(Entries supplied begins)
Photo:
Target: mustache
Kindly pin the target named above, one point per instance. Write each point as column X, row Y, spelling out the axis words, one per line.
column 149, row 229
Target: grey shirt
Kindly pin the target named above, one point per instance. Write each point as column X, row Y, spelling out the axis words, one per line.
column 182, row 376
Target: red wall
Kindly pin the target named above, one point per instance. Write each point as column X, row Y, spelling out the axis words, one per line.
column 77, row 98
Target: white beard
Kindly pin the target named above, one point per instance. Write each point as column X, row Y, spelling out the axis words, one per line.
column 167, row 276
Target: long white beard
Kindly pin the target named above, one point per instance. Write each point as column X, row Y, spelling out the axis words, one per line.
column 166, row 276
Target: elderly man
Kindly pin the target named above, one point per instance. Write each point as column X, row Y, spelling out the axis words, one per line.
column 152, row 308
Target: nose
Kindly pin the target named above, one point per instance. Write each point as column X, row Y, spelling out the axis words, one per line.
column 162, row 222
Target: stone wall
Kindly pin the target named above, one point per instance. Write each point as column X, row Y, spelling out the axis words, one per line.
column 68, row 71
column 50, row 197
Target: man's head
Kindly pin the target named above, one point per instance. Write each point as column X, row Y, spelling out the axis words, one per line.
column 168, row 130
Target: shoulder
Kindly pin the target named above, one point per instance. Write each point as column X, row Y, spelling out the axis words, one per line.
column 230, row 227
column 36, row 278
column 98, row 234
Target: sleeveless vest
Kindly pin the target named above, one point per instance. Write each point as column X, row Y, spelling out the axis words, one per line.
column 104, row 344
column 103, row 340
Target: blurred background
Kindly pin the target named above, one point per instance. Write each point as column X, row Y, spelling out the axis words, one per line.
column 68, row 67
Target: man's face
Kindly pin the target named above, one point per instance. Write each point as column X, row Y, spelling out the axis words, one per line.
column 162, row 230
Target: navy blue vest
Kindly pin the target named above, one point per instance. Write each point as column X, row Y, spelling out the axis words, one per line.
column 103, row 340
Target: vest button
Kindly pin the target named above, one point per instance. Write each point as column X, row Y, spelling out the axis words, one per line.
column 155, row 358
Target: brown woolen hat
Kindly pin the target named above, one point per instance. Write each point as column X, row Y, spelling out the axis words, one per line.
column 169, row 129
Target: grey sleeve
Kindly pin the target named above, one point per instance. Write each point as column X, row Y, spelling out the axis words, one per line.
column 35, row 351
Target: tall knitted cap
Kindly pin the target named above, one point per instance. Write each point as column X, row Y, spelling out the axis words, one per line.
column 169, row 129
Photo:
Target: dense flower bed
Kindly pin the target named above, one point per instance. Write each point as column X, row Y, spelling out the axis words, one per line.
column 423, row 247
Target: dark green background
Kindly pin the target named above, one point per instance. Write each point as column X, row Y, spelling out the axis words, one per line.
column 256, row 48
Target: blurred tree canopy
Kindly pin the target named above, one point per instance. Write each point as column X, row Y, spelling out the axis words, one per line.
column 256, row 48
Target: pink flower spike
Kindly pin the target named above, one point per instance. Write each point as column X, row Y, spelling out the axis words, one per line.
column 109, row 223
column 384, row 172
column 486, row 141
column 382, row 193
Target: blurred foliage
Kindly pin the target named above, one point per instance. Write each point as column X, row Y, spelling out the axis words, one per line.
(Entries supplied ends)
Whatever appears in the data above must be copied word for word.

Solved exercise
Photo:
Target: mustache
Kindly pin the target named above, one point per instance. Write each point as column X, row Y, spelling out the axis words, one per line.
column 149, row 229
Target: grey shirt
Kindly pin the target named above, one point per instance. Write each point as column X, row Y, spelling out the axis words, one per line.
column 182, row 376
Target: red wall
Kindly pin the target named above, one point per instance. Write each point as column X, row Y, spelling out the axis words, one per line.
column 77, row 98
Target: white beard
Kindly pin the target named above, one point per instance. Write each point as column X, row Y, spelling out the axis words, one per line.
column 167, row 276
Target: long white beard
Kindly pin the target named above, one point per instance. Write each point as column X, row Y, spelling out the axis words, one per line.
column 166, row 276
Target: elderly man
Kindly pin the target named above, one point per instance. Write each point as column X, row Y, spelling out the axis words, one per line.
column 152, row 308
Target: nose
Kindly pin the target named above, one point per instance. Write each point as column X, row Y, spelling out the axis words, one per line.
column 162, row 222
Target: stone wall
Kindly pin the target named above, one point per instance. Write each point as column X, row Y, spelling out the axis words, one per line.
column 68, row 71
column 50, row 197
Target: man's head
Kindly pin the target named above, one point per instance. Write each point as column X, row Y, spelling out the axis words, one per line.
column 168, row 130
Target: shoulder
Kindly pin the target named above, one point per instance. Write each point as column X, row Y, spelling out the axis words, one per line.
column 230, row 227
column 36, row 278
column 98, row 234
Target: sleeveless vest
Kindly pin the target named above, one point per instance. Write each point as column X, row Y, spelling out the axis words, one per line.
column 104, row 344
column 103, row 340
Target: blurred background
Kindly pin the target named above, one point per instance. Write each point as column X, row Y, spelling out the axis words, one per line.
column 68, row 67
Target: man's face
Kindly pin the target named above, one point per instance. Write each point as column X, row Y, spelling out the axis words, one per line.
column 162, row 230
Target: navy blue vest
Kindly pin the target named above, one point per instance. Write each point as column X, row Y, spelling out the axis words, one per line.
column 103, row 340
Target: vest button
Kindly pin the target named above, one point per instance. Write each point as column X, row Y, spelling out the axis words, one per line.
column 155, row 358
Target: brown woolen hat
Kindly pin the target named above, one point per instance. Write each point as column X, row Y, spelling out the axis words, one per line.
column 169, row 129
Target: grey sleeve
Kindly pin the target named above, one point per instance. Write each point as column X, row Y, spelling out the axis words, one per line.
column 35, row 351
Target: tall knitted cap
Kindly pin the target named above, one point per instance. Write each point as column X, row Y, spelling out the axis words, one per line.
column 169, row 129
Photo:
Target: dense flower bed
Kindly pin the target named above, one point per instance. Write each point as column X, row Y, spelling out the axis words, one per line.
column 423, row 247
Target: dark green background
Kindly pin the target named above, one point per instance. Write each point as column X, row Y, spelling out the axis words, one per line.
column 256, row 48
Target: blurred tree canopy
Kindly pin the target named above, one point per instance. Write each point as column X, row Y, spelling out the axis words, one per line.
column 256, row 48
Target: pink flower spike
Kindly pin the target named above, one point per instance. Write each point as column X, row Y, spelling out the axis words, one per line.
column 109, row 223
column 384, row 172
column 486, row 141
column 382, row 193
Target: blurred foliage
Kindly pin the target named above, one point per instance. Write each point as column X, row Y, spelling out the axis words, one per line.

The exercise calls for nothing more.